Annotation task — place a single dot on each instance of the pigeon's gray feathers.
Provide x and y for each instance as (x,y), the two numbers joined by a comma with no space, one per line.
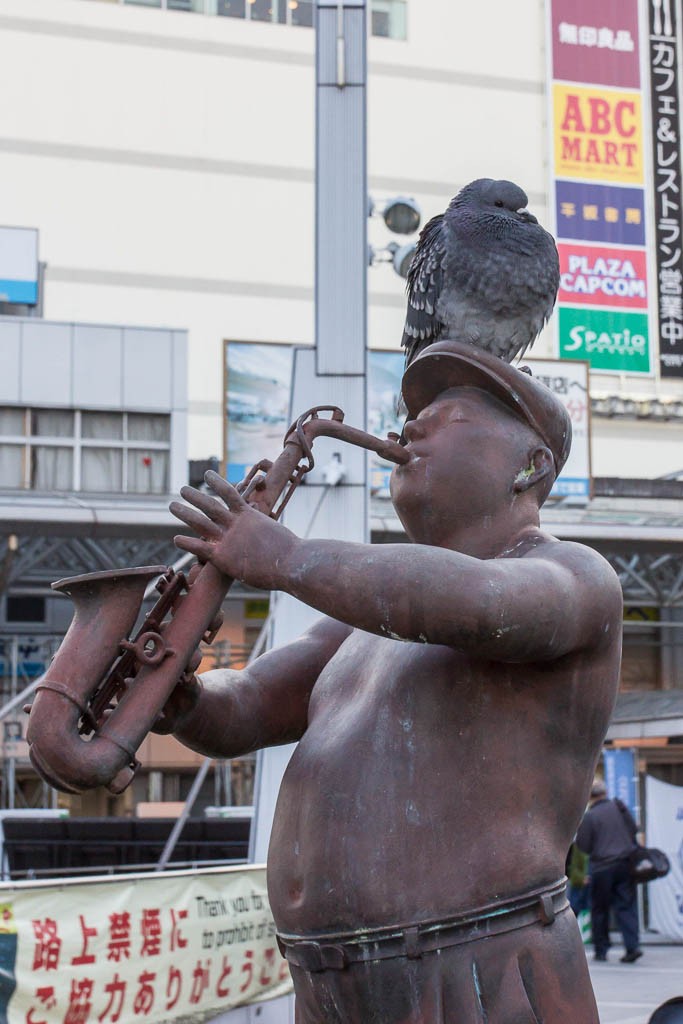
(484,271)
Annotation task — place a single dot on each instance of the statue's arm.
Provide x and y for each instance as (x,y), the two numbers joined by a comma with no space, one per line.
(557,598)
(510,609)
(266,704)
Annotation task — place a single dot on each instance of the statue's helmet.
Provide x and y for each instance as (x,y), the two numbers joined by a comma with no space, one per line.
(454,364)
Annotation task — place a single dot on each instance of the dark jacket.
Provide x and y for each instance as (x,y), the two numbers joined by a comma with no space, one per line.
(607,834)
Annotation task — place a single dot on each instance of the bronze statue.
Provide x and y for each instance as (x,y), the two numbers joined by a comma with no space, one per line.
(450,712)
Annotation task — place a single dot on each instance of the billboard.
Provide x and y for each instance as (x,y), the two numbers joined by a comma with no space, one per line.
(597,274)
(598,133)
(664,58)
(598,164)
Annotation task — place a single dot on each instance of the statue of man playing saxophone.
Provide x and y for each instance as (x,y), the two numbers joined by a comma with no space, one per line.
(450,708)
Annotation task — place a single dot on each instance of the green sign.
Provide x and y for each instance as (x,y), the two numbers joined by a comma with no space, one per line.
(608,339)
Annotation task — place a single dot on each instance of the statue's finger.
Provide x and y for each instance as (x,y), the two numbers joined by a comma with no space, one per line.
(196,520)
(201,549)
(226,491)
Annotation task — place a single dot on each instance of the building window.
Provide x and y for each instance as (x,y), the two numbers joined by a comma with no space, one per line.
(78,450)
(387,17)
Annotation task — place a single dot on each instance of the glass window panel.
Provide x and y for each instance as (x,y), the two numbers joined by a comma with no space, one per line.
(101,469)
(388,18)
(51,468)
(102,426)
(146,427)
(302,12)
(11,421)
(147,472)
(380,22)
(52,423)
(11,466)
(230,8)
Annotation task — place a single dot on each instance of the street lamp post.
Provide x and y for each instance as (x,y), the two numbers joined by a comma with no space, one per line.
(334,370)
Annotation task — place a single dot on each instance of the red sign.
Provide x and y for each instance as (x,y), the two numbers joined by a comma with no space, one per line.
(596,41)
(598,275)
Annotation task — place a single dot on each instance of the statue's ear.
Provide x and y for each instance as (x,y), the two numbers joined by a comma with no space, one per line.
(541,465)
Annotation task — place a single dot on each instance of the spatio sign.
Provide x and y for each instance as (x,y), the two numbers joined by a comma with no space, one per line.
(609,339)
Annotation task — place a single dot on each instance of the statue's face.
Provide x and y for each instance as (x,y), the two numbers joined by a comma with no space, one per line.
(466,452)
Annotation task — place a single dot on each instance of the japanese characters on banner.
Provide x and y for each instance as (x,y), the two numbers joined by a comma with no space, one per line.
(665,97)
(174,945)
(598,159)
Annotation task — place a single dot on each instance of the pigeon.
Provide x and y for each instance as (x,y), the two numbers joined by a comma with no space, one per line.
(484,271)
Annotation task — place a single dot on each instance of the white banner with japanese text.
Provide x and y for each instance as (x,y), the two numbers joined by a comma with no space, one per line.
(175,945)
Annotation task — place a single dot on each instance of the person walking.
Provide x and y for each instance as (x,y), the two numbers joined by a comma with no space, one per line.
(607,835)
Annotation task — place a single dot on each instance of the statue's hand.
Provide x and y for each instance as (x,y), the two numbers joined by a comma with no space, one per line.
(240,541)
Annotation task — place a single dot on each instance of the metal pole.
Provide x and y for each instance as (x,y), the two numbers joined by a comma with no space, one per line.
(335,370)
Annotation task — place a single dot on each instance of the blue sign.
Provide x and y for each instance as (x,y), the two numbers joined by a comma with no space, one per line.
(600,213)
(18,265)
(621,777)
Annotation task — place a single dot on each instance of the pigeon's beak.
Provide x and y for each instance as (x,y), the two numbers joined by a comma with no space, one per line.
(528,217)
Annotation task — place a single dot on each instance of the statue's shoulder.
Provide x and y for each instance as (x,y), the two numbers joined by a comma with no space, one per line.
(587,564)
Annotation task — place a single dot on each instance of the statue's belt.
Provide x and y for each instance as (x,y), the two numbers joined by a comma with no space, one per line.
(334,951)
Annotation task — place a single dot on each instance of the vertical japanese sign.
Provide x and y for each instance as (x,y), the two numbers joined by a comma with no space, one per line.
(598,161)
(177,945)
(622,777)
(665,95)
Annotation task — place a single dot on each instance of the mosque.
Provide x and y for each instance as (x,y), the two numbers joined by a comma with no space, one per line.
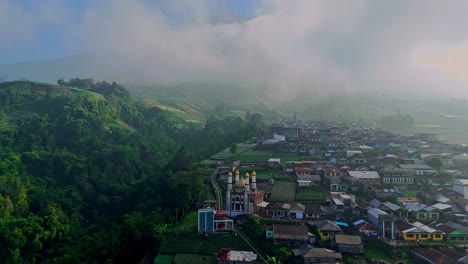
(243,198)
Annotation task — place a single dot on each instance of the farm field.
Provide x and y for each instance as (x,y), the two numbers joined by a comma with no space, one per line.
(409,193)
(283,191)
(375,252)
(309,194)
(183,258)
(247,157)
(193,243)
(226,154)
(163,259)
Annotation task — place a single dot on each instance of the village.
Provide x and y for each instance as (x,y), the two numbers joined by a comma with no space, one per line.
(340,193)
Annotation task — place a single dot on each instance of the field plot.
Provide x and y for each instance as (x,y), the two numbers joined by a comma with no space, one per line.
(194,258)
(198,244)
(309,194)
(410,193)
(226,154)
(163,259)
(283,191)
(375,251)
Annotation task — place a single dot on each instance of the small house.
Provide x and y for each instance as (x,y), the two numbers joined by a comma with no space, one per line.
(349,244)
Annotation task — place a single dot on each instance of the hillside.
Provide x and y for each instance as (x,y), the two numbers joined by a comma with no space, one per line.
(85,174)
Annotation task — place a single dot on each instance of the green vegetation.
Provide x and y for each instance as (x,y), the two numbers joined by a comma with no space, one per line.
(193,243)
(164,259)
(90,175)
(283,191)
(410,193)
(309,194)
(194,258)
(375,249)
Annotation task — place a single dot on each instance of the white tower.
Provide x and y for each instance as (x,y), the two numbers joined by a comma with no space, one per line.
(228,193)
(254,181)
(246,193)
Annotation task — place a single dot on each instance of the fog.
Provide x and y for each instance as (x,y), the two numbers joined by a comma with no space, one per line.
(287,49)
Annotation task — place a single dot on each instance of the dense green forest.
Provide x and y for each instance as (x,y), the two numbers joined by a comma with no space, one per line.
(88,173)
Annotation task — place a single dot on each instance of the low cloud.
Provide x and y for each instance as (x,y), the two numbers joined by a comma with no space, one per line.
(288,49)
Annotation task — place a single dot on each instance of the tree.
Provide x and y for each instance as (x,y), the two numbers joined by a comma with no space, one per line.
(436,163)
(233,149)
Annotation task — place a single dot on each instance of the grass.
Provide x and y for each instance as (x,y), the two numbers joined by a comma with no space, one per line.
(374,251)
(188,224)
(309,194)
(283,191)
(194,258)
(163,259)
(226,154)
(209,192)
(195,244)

==================================================

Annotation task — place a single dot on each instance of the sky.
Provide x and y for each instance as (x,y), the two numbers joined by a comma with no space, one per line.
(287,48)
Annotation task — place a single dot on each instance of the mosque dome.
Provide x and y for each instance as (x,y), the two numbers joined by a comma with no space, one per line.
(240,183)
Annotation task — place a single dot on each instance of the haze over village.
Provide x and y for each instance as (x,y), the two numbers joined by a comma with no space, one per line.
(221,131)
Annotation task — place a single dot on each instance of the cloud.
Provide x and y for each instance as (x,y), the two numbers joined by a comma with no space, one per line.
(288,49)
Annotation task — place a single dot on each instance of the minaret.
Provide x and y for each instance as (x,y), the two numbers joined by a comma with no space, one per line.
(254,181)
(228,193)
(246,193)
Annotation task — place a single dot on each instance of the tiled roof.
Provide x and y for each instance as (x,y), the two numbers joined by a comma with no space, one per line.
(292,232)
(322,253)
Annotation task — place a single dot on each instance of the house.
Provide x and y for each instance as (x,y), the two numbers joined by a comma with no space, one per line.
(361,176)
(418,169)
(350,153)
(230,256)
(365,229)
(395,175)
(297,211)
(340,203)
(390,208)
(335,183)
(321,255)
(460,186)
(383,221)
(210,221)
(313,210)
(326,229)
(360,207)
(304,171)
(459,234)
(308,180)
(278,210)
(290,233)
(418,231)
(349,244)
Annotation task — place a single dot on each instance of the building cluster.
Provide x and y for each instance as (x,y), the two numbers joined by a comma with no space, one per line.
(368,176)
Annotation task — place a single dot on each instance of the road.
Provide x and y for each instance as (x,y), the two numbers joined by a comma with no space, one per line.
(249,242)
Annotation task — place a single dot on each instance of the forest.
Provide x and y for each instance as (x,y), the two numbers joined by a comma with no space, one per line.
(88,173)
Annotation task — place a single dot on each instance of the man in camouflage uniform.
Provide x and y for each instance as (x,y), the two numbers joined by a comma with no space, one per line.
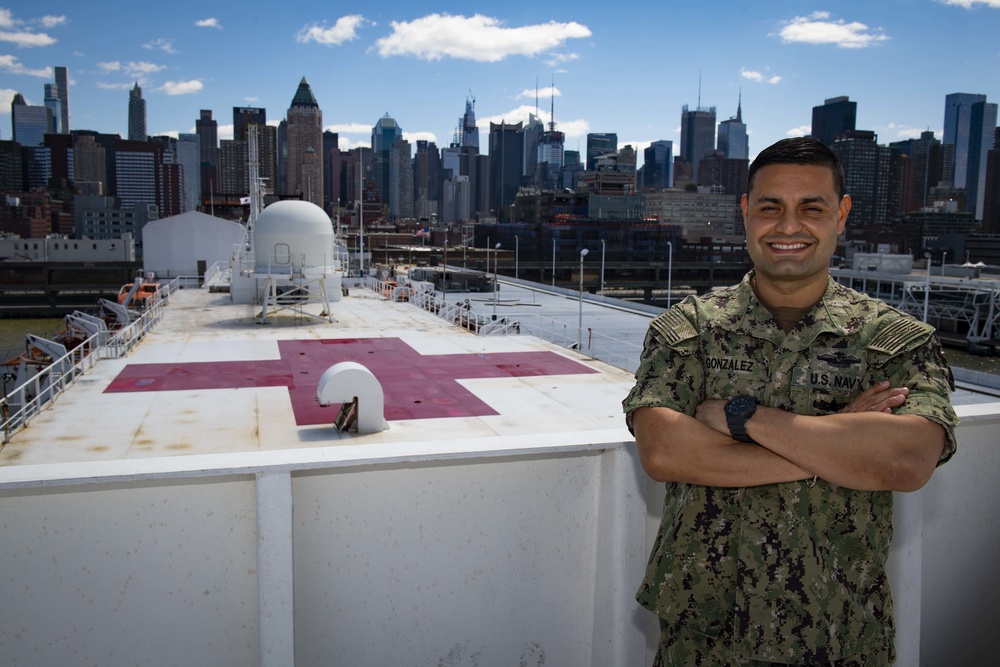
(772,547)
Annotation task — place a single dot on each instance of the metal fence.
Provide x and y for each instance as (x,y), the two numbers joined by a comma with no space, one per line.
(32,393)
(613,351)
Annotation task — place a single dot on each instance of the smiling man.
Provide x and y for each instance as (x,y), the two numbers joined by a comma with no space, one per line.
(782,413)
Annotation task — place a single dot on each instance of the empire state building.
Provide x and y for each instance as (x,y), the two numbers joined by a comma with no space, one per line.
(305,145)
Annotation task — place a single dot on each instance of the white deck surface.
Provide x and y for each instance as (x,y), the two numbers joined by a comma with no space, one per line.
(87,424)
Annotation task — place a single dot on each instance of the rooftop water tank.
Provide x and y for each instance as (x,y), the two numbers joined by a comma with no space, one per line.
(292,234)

==================================================

:: Directive ::
Extract every line of the data above that contains the word "building", matching case exactly.

:: Reply to the task ::
Annotation task — place a single dot on each instance of the building window.
Annotation task — place a single dot on each instance of the building cluster.
Annotation task — place a single dot on each instance of the empire state building.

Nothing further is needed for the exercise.